__Task requirements__:
1. In the text about the hymn "Herr Gott, dich loben wir," in which publication and city did Luther's version first appear?
2. List every person named in the text about the hymn.

1529 Lutheran hymn by Martin Luther

"Herr Gott, dich loben wir" (Lord God, we praise you) is a Lutheran hymn, which Martin Luther wrote in 1529 as a translation and partial paraphrase of the Latin Te Deum. It is sometimes called the German Te Deum. The hymn was first published in 1529. Its hymn tune, Zahn No. 8652, is a simplification of the melody of the traditional Te Deum. It has appeared in 24 hymnals.

== Text and melody ==

Luther translated and slightly expanded the Latin text of the Te Deum, which is also known as the Ambrosian Hymn, but is currently credited to Nicetas of Remesiana, a bishop of the 4th century. Luther wrote 27 verses, intending it for two responsorial groups. The song of praise, thanks and petition is used regularly on festive occasions.

For a melody, Luther used a simplified version of the traditional melody of the early Christian Te Deum. The early tune is based on an evening song of the Greek church, which in turn may go back to early Christian rites or an evening song of the synagogue. Luther's version was first published in Joseph Klug's Geistliche Lieder (Spiritual Songs) in Wittenberg in 1529. No copy of this edition is extant. It has appeared in 24 hymnals.

__Records__:
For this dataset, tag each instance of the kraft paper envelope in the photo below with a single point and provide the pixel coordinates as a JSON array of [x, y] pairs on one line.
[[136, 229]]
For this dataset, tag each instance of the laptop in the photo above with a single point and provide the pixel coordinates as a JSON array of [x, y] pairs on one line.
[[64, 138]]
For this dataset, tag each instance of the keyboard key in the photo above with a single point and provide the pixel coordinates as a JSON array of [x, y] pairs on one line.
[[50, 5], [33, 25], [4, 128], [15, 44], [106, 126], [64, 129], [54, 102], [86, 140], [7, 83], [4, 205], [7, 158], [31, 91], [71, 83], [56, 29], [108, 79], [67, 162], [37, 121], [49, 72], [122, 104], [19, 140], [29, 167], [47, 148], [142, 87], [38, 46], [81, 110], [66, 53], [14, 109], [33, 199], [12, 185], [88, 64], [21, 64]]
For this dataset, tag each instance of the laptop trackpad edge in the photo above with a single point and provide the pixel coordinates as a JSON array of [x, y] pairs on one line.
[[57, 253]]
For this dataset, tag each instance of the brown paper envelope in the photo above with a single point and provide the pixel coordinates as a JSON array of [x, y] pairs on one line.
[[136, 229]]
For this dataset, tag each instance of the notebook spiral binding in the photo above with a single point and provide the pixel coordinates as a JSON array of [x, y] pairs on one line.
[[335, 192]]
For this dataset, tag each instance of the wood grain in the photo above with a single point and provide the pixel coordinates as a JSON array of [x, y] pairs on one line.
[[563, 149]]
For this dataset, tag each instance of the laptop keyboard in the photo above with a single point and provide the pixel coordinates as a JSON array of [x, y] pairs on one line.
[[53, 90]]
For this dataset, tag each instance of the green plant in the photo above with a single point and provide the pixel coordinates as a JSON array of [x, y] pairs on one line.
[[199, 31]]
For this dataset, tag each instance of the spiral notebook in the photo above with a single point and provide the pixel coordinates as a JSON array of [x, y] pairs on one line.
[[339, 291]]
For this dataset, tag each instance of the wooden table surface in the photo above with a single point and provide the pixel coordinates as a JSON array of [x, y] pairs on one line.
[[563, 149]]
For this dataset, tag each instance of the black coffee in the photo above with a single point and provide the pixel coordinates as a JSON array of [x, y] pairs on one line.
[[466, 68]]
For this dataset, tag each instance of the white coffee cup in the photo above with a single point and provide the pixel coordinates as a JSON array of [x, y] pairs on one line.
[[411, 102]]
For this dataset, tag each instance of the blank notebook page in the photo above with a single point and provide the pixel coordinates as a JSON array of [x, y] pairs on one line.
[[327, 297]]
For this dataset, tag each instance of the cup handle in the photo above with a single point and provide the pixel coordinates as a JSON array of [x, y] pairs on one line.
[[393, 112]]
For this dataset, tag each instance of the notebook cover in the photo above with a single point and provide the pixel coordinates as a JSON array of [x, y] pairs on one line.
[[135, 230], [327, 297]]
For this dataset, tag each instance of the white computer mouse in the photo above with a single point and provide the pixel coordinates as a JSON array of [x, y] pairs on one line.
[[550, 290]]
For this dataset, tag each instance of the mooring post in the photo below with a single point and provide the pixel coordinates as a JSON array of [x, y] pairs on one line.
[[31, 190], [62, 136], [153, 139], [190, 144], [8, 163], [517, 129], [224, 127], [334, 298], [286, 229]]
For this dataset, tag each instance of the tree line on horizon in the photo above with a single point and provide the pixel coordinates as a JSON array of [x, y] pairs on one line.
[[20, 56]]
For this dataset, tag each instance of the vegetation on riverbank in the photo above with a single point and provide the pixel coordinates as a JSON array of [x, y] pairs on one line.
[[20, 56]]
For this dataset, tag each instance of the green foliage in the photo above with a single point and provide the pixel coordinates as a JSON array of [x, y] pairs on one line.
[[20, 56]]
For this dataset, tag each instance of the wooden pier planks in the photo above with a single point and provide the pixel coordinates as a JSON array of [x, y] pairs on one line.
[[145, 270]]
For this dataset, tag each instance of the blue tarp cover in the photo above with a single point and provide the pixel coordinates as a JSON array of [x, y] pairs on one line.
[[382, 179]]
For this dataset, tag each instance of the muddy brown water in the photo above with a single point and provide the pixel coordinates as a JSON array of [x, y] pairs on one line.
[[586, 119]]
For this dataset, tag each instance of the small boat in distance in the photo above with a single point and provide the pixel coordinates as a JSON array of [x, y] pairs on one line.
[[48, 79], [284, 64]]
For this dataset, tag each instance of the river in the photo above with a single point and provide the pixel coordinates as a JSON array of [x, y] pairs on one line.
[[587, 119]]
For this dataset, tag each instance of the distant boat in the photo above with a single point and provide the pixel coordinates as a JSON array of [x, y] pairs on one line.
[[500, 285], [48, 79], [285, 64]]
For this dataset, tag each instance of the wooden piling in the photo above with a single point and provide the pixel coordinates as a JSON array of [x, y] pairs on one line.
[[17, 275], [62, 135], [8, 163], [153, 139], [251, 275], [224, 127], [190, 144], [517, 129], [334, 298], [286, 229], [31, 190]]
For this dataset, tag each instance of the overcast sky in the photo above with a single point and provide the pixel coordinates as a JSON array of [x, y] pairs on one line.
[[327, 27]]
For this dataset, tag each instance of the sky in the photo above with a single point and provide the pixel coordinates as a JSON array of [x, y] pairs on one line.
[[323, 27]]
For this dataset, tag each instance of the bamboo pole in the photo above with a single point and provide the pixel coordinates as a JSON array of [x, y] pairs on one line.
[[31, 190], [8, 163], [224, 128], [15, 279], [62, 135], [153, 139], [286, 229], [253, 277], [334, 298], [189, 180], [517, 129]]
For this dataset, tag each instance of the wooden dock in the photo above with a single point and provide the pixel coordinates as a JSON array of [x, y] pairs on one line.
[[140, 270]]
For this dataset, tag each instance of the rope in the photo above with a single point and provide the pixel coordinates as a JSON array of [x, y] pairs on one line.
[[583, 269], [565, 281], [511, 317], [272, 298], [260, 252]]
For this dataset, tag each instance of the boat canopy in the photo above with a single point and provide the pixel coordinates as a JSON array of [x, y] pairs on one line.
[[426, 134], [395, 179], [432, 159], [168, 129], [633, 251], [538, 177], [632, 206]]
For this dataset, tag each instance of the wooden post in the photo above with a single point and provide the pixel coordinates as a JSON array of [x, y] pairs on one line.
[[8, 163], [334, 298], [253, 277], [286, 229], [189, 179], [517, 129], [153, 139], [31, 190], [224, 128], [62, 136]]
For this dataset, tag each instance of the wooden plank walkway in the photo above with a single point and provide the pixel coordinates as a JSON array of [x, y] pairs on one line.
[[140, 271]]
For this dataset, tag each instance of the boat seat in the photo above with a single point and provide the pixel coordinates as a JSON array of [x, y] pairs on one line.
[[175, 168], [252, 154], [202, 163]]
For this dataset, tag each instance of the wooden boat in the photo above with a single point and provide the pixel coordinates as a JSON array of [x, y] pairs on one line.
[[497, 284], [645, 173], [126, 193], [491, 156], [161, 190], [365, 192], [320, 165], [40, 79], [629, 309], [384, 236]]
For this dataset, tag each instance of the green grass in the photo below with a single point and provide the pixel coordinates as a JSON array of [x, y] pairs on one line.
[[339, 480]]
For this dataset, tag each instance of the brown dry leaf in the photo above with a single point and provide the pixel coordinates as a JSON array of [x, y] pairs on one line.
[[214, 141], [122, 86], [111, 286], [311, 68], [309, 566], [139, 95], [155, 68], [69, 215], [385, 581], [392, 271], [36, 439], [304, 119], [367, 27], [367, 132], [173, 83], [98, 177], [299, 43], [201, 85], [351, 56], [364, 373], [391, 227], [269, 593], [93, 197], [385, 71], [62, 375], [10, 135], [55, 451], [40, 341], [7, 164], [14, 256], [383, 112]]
--
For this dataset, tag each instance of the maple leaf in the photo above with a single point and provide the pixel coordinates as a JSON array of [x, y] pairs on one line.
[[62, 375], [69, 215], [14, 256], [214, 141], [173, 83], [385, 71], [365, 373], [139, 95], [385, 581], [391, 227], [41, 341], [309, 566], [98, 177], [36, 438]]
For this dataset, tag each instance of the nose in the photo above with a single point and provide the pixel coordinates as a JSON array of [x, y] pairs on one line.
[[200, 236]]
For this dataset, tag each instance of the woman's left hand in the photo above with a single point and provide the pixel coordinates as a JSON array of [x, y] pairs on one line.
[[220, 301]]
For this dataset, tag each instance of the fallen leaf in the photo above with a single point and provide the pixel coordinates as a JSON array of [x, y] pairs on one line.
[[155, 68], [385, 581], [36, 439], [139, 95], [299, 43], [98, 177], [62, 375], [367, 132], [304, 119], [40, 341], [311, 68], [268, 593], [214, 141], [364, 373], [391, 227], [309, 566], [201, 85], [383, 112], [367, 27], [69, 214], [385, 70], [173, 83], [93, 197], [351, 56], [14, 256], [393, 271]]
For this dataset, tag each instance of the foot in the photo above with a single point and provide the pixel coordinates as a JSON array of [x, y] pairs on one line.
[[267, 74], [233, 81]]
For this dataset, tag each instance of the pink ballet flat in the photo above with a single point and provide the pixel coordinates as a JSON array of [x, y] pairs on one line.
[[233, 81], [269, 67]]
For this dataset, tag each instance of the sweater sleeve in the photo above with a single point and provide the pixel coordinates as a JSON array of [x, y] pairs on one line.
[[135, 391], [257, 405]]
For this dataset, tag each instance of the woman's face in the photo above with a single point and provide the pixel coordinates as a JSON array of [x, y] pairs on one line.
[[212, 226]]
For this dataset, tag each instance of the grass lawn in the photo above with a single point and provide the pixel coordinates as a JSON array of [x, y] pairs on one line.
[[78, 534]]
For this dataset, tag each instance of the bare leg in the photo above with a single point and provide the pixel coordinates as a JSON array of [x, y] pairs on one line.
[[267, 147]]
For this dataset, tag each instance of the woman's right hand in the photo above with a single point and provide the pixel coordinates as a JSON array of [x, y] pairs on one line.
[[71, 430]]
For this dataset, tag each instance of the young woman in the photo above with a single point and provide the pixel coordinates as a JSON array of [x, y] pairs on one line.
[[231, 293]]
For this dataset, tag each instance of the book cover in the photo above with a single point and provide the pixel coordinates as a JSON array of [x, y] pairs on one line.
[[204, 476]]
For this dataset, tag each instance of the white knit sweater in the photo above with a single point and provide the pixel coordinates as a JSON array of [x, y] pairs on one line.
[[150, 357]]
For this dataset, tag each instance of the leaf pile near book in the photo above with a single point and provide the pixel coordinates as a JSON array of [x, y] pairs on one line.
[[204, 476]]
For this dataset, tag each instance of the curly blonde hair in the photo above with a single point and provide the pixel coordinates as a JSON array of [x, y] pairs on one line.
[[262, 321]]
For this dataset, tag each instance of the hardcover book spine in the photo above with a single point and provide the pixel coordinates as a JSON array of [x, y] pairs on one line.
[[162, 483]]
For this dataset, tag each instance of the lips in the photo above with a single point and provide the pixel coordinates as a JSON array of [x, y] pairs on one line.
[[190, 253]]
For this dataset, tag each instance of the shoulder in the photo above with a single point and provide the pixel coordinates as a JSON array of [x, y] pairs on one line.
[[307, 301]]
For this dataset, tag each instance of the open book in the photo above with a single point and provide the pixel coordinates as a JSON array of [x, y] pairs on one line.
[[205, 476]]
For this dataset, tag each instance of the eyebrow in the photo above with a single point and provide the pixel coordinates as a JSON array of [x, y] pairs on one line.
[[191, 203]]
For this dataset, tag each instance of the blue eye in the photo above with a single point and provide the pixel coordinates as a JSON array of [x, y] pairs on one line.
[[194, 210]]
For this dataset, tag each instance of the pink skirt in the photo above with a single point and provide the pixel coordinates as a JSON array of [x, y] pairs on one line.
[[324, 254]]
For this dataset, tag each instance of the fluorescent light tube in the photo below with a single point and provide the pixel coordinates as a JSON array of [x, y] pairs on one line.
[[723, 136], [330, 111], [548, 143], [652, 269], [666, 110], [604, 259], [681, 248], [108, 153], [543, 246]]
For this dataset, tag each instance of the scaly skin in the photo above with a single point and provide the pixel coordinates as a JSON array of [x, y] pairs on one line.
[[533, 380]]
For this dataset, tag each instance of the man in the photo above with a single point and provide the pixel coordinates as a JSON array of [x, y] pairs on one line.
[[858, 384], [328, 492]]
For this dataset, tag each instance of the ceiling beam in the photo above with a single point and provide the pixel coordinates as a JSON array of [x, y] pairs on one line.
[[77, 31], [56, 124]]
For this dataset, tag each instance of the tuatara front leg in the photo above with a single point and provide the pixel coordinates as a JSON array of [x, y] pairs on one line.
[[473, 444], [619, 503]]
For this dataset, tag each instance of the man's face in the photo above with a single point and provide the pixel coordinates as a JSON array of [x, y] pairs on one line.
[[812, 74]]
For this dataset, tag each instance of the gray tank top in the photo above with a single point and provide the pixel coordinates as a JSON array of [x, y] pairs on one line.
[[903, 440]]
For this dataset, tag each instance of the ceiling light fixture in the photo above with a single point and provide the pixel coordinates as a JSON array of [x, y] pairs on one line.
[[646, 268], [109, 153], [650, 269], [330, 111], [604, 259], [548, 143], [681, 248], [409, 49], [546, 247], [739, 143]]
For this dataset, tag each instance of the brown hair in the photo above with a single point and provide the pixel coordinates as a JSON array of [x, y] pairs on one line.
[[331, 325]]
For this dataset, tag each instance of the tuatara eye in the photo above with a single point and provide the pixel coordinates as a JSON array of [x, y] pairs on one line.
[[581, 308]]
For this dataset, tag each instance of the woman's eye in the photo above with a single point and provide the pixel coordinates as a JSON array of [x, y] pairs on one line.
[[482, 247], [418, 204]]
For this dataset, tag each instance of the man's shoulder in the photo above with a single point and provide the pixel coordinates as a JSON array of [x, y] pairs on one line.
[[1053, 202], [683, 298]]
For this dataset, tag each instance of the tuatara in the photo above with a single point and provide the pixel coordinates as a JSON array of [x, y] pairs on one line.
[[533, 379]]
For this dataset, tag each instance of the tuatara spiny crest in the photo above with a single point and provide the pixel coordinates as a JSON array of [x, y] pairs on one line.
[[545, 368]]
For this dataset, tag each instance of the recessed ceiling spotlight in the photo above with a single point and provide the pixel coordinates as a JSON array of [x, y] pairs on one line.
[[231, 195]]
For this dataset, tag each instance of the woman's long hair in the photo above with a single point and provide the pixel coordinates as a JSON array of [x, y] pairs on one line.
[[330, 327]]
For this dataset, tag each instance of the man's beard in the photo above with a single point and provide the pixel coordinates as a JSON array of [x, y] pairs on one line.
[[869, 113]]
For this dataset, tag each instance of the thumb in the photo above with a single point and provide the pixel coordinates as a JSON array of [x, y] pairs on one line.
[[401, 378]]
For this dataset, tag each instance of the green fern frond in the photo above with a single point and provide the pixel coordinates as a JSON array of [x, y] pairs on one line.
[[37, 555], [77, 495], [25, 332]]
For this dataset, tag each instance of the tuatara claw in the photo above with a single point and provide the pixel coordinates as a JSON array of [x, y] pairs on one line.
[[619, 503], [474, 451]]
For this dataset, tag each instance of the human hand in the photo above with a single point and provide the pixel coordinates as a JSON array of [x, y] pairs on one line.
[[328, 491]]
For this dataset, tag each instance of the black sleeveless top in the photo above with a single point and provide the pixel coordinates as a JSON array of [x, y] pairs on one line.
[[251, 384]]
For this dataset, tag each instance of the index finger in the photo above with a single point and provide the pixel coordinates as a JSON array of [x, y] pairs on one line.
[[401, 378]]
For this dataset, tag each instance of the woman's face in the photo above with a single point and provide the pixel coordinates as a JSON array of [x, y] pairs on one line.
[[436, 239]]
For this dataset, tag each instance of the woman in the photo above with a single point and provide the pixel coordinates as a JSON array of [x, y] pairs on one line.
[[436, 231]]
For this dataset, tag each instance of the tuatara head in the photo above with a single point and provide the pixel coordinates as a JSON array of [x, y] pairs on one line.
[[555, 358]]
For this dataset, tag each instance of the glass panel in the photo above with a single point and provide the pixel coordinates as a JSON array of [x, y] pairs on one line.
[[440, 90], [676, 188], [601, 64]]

__Solved tasks__:
1. It appeared in Joseph Klug's Geistliche Lieder (Spiritual Songs) in Wittenberg.

2. Martin Luther; Nicetas of Remesiana; Joseph Klug